*** RECORDS TO PROCESS ***

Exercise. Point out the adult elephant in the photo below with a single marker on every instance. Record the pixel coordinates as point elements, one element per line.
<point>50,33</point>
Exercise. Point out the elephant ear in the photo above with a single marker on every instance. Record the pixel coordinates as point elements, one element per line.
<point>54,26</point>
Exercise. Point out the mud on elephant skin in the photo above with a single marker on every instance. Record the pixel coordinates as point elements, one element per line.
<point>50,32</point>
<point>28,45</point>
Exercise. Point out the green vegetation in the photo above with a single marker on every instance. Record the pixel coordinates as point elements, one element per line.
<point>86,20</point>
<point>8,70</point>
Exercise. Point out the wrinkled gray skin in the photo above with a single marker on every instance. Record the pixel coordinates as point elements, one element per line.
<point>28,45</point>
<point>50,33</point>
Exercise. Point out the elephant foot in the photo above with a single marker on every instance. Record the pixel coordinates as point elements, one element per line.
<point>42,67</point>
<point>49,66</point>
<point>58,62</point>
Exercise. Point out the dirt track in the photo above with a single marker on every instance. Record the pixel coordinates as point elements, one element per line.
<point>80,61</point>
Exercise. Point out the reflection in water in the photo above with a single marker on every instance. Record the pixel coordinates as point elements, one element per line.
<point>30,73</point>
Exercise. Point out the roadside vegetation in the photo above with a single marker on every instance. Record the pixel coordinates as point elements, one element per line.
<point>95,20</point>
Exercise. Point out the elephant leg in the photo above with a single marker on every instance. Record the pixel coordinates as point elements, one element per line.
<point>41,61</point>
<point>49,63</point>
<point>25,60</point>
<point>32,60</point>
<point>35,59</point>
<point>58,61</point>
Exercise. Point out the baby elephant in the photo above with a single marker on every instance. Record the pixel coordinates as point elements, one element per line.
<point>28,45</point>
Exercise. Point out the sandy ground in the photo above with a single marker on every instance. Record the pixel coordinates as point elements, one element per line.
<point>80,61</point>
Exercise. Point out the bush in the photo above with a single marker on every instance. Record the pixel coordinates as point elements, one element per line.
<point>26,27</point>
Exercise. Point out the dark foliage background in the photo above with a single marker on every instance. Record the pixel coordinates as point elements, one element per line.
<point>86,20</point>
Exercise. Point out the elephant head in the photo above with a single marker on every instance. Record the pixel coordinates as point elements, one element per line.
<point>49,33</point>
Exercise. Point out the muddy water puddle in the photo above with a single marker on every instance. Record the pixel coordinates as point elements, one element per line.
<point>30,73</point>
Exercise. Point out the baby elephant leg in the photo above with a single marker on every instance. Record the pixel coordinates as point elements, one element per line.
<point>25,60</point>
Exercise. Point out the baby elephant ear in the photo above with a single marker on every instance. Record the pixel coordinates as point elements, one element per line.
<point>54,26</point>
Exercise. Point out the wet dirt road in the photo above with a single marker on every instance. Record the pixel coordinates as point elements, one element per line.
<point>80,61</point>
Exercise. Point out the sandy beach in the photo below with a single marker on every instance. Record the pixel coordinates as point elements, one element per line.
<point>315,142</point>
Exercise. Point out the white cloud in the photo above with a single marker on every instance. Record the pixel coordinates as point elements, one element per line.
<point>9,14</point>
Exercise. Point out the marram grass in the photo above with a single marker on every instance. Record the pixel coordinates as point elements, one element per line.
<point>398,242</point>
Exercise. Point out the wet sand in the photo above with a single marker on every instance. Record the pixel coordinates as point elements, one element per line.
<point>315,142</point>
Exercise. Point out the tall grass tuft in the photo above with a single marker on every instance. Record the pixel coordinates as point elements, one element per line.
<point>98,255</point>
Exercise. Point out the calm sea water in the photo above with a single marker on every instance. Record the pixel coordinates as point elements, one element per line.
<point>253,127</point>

***

- DESCRIPTION OF THE TASK
Duplicate every record above word for word, keeping each line as it appears.

- EXERCISE ANSWER
Exercise. Point out the adult elephant in the photo below with a single marker on every instance. Record the pixel coordinates as point elements, one element per line.
<point>50,33</point>
Exercise. Point out the elephant ear in the photo above with a single marker on every instance. Record the pixel coordinates as point elements, one element per line.
<point>54,26</point>
Exercise. Point out the mud on elephant skin in the photo above with a single marker on every instance. Record the pixel coordinates as point elements, one element per line.
<point>50,32</point>
<point>28,45</point>
Exercise. Point out the green vegetation in the photo above with a single marker on every instance. Record the pixel coordinates as point elements, one element per line.
<point>86,20</point>
<point>8,70</point>
Exercise. Point out the wrinkled gray skin in the photo above with a single marker on every instance. Record the pixel coordinates as point elements, one element per line.
<point>28,45</point>
<point>50,33</point>
Exercise. Point out the elephant foot in the photo above with a single marker on every instance. Record the pixel coordinates as point elements, one element per line.
<point>42,67</point>
<point>49,66</point>
<point>58,62</point>
Exercise. Point out the dirt track in the photo above with a single marker on every instance. Record the pixel coordinates as point elements, one element per line.
<point>80,61</point>
Exercise. Point out the reflection in water in the photo above with a single marker on every instance. Record the pixel coordinates as point elements, one element per line.
<point>30,73</point>
Exercise. Point out the roadside vegetation in the photo above with a single marker on every instance. Record the pixel coordinates as point elements, one element per line.
<point>95,20</point>
Exercise. Point out the elephant leg in the photo above with a single marker on every instance. Record the pixel coordinates as point elements, one element per line.
<point>41,61</point>
<point>49,63</point>
<point>25,60</point>
<point>32,60</point>
<point>35,59</point>
<point>58,61</point>
Exercise. Point out the baby elephant in the photo above with a single marker on every instance. Record the pixel coordinates as point elements, one element per line.
<point>28,45</point>
Exercise. Point out the sandy ground in the photo above with a single marker on every instance. Record the pixel coordinates as point elements, one element per line.
<point>80,61</point>
Exercise. Point out the bush in the photo above with a single marker on every instance. Record the pixel coordinates as point elements, one element per line.
<point>26,27</point>
Exercise. Point out the dark foliage background in the photo above with a single marker on every instance. Record the pixel coordinates as point elements, one element per line.
<point>86,20</point>
Exercise. Point out the elephant head in the photo above with a single marker on every instance. Record the pixel coordinates as point elements, one element per line.
<point>49,33</point>
Exercise. Point out the muddy water puddle in the photo above with a single marker on every instance. Record the pixel coordinates as point elements, one element per line.
<point>30,73</point>
Exercise. Point out the baby elephant leg in the photo above with a single marker on every instance. Record the pixel coordinates as point elements, one element per line.
<point>25,60</point>
Exercise. Point out the baby elephant ear in the photo above with a single marker on every instance. Record the pixel coordinates as point elements, one element per line.
<point>54,26</point>
Exercise. Point out the wet dirt road in the photo above with a single marker on every instance. Record the pixel coordinates as point elements, one element per line.
<point>80,61</point>
Exercise. Point out the sandy beach in the photo below with a single marker on every instance. Record the pixel coordinates as point elements, one element per line.
<point>315,142</point>
Exercise. Point out the white cloud in the photo above with a single marker on every instance. Record the pixel coordinates as point elements, one element per line.
<point>9,14</point>
Exercise. Point out the marram grass in the photo above with a single marker on every instance. Record the pixel coordinates as point elements, one element per line.
<point>398,242</point>
Exercise. Point out the wet sand in the photo above with a single marker on every instance. Record the pixel coordinates as point elements, one element per line.
<point>315,142</point>
Exercise. Point out the tall grass tuft in the photo above with a single marker on every instance. Record the pixel coordinates as point elements, one element per line.
<point>98,255</point>
Exercise. Point out the calm sea water in the photo above with a single marker on every instance. Record the pixel coordinates as point elements, one element per line.
<point>253,127</point>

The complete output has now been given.